→ **The task**
Type out the records that follow, exactly as given.

→ **Recorded data**
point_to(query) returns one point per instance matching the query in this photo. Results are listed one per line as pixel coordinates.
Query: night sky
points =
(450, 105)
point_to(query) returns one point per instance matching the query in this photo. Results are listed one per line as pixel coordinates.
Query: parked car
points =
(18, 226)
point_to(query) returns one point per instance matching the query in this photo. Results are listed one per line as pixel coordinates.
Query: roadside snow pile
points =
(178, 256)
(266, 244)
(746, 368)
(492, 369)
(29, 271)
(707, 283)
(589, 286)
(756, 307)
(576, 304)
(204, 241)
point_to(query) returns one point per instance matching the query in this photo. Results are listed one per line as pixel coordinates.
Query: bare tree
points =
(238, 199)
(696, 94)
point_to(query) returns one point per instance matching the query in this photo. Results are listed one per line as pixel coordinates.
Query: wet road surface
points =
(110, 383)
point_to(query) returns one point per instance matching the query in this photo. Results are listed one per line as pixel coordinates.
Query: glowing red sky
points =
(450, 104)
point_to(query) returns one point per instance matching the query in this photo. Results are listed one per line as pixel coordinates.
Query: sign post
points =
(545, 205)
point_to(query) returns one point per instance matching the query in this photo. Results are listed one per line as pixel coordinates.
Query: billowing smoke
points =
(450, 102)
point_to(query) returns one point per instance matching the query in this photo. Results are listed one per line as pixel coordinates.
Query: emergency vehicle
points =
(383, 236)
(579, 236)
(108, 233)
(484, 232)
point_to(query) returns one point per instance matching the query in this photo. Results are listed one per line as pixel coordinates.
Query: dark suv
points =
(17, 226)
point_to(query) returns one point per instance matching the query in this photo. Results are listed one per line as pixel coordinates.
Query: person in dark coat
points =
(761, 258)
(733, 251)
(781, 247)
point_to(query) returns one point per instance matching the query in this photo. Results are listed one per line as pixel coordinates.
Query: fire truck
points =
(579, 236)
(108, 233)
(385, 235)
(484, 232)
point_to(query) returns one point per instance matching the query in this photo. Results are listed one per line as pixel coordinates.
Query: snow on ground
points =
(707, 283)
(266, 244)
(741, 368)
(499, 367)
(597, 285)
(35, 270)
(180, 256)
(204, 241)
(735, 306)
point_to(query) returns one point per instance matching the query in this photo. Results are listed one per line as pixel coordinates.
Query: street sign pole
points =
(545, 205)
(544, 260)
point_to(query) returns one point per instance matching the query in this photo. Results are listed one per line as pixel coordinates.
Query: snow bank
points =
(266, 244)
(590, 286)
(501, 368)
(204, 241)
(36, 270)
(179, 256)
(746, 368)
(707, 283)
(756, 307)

→ **Full answer**
point_to(query) returns one point per instance matching the query in this photo. Results are listed one per line as pixel coordinates.
Query: night sky
points =
(450, 105)
point_to(query) returns one point per instance matching the query in this photo. Results are listed one per line as pixel coordinates.
Query: parked car
points =
(18, 226)
point_to(query) returns one point per instance matching the query in this photo. Results are listed one per line as pixel coordinates.
Query: roadside snow pile
points =
(178, 256)
(266, 244)
(746, 368)
(492, 369)
(29, 271)
(707, 283)
(589, 286)
(756, 307)
(576, 304)
(204, 241)
point_to(query) returns one point per instance matching the query in this photo. Results are listed one per line as pixel coordinates.
Query: bare tree
points =
(238, 199)
(696, 94)
point_to(query) returns one point per instance matching the query in this photo. Results are listed one per line as pixel coordinates.
Query: wet road surface
points =
(110, 383)
point_to(query) returns one point per instance matching the query in this photo. Results are listed one per line as pixel coordinates.
Query: glowing red sky
points =
(450, 104)
point_to(query) returns one point per instance matching the query in this photo. Results are listed one per line as pixel coordinates.
Query: sign post
points =
(545, 205)
point_to(query) returns one point per instance matching the query in this photo. Results are listed one per line as pixel coordinates.
Query: billowing smoke
points =
(450, 102)
point_to(query) returns one point per instance matching the query in this photo. Results are listed one per line as pixel coordinates.
Query: emergency vehicle
points =
(383, 236)
(579, 236)
(108, 233)
(484, 232)
point_to(query) returns one point per instance matching the query in this photo. Results are listed one per line as pixel coordinates.
Query: dark suv
points =
(17, 226)
point_to(query) returns one point per instance matching the query in this photo. Results are listed one per line as pixel coordinates.
Query: person in dark coat
points =
(761, 258)
(733, 251)
(781, 247)
point_to(query) returns one point per instance matching the query in this photo. Results are listed one per line as pixel coordinates.
Query: fire truck
points =
(579, 236)
(108, 233)
(385, 235)
(484, 232)
point_to(query) returns one point per instance matching the query in this photo. Results are listed one per line as pixel coordinates.
Query: snow on ground
points =
(707, 283)
(266, 244)
(741, 368)
(499, 367)
(597, 285)
(35, 270)
(180, 256)
(204, 241)
(735, 306)
point_to(query) returns one point per instance matching the query in this photo. Results are listed one per line as pixel coordinates.
Query: street sign pole
points =
(545, 205)
(544, 260)
point_to(query) returns one point per instance matching the query in this photo. Results are listed one per line as pixel coordinates.
Query: snow bank
points =
(266, 244)
(590, 286)
(501, 368)
(204, 241)
(36, 270)
(179, 256)
(746, 368)
(707, 283)
(756, 307)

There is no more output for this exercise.